■ Problem requirements ■
Continue the passage below about Old Baldy, the Niagara Escarpment cliff above Ontario's Beaver Valley, from the point where it stops.

■ Text segment ■
Written by Ned Morgan.
Old Baldy – known locally as Kimberley Rock – is a high rambling outcrop of dolostone overlooking Ontario’s Beaver Valley, roughly a two-hour drive northwest of Toronto. It is one of the most striking Niagara Escarpment bluffs in North America.
“The cliff is a bioherm,” explains University of Guelph Professor Emeritus Stewart Hilts, who lives nearby; “a 400 million-year-old coral reef, where the Amabel Formation rises in a dome, and the Queenston Shale lower down erodes into a steep slope.”
On top of it, dizzyingly parallel to its 152-metre-high crest, is a section of the Bruce Trail named for Malcolm “Mac” Kirk, the forester and conservationist who spearheaded the effort to protect the area in the 1960s. Working for the Grey Sauble Conservation Authority (GSCA), Kirk secured much – but not all – of the property immediately surrounding the cliff from the farming family who had owned it since the 1800s.

■ Dataset ■

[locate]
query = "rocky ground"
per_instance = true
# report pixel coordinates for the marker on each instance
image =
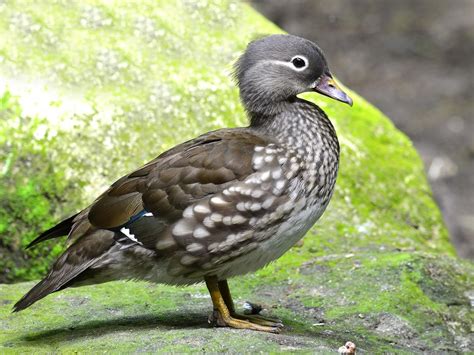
(413, 60)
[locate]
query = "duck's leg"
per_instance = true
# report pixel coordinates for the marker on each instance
(254, 318)
(222, 316)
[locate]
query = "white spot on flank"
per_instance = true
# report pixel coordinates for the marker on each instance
(256, 194)
(255, 207)
(201, 232)
(216, 217)
(280, 184)
(188, 212)
(208, 222)
(238, 219)
(129, 235)
(201, 209)
(182, 228)
(218, 200)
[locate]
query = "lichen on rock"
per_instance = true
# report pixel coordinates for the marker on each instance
(91, 90)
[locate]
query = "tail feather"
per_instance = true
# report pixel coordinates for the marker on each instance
(74, 261)
(62, 228)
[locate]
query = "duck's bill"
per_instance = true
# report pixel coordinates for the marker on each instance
(328, 87)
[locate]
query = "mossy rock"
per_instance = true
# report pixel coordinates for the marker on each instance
(94, 89)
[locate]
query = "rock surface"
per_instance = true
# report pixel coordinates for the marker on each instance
(91, 90)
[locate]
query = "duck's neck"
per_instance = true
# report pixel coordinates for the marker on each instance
(299, 123)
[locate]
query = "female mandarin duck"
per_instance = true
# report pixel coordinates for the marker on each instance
(223, 204)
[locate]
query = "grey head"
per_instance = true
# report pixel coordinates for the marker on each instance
(275, 69)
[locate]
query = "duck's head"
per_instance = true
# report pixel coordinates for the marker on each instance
(277, 68)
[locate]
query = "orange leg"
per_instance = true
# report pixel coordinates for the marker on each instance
(224, 314)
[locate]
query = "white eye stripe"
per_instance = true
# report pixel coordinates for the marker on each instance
(302, 57)
(289, 64)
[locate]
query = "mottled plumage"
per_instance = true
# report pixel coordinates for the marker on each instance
(223, 204)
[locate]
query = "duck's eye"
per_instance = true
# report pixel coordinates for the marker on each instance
(298, 62)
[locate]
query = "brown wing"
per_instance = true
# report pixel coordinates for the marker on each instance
(174, 180)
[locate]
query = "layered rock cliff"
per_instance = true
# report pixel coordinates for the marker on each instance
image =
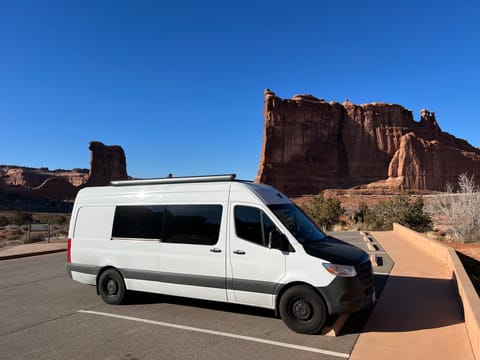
(25, 188)
(310, 145)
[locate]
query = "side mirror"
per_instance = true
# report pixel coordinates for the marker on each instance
(277, 240)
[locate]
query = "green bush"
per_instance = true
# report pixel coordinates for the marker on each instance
(403, 209)
(325, 212)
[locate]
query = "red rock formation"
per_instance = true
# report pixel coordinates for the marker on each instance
(310, 145)
(106, 163)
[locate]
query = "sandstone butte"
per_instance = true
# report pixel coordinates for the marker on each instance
(106, 163)
(310, 145)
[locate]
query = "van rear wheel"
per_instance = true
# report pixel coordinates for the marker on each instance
(302, 309)
(111, 287)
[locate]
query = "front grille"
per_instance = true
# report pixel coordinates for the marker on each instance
(365, 272)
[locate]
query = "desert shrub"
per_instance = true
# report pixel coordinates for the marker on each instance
(461, 208)
(4, 221)
(21, 218)
(403, 209)
(325, 212)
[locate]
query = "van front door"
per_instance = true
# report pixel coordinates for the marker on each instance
(255, 270)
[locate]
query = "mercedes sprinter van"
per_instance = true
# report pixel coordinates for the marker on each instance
(214, 238)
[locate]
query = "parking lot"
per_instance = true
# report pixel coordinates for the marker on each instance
(45, 315)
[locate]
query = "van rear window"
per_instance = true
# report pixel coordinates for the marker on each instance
(186, 224)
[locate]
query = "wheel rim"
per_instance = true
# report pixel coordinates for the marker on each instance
(111, 287)
(301, 309)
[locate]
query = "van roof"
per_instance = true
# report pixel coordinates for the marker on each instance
(175, 180)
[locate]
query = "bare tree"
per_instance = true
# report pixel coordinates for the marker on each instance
(460, 208)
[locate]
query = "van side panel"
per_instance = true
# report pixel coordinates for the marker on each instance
(91, 232)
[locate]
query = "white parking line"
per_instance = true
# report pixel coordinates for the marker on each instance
(220, 333)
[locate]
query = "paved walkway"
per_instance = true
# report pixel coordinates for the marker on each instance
(39, 248)
(418, 315)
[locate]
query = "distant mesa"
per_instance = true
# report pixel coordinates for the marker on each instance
(310, 145)
(25, 188)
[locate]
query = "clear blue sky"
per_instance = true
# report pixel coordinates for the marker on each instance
(179, 84)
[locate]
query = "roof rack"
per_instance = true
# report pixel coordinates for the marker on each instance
(175, 180)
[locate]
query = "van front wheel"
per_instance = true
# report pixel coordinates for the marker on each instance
(111, 287)
(303, 310)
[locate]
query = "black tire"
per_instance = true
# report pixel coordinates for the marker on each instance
(111, 287)
(302, 309)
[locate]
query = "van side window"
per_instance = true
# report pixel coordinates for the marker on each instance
(253, 224)
(186, 224)
(192, 224)
(138, 222)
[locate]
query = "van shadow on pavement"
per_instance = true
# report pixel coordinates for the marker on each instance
(401, 309)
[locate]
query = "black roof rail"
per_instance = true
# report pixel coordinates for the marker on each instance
(175, 180)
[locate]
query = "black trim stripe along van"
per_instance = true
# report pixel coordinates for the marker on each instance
(215, 238)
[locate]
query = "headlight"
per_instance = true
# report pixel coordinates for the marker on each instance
(340, 270)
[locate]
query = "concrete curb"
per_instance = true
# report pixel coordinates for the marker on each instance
(468, 296)
(34, 253)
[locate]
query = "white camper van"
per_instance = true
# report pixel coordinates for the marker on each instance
(214, 238)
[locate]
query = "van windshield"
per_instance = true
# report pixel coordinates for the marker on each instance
(298, 223)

■ Response for this exercise ■
Rock climbing began here in the ’70s and today the wonderfully convoluted face boasts over 100 recorded climbs of varying degrees of difficulty. According to the Ontario Access Coalition (OAC), Old Baldy is “the birthplace of the modern style of bolt-protected sport climbing in Ontario.”
With real estate development threatening the approach to the bluff over the last decade, climbers and conservationists realized this big bioherm needed a bigger buffer zone.
When a 45-acre plot below Old Baldy came up for sale in 2012, the GSCA knew they had to act quickly to expand their conservation area – and knew they would need partners to raise the funds.
The OAC began a fundraising effort and with the help of MEC (who offered $100,000), Ontario Climbing and the Alpine Club of Canada, pulled together $130,000 for the GSCA. The Nature League and the Bruce Trail Conservancy also donated.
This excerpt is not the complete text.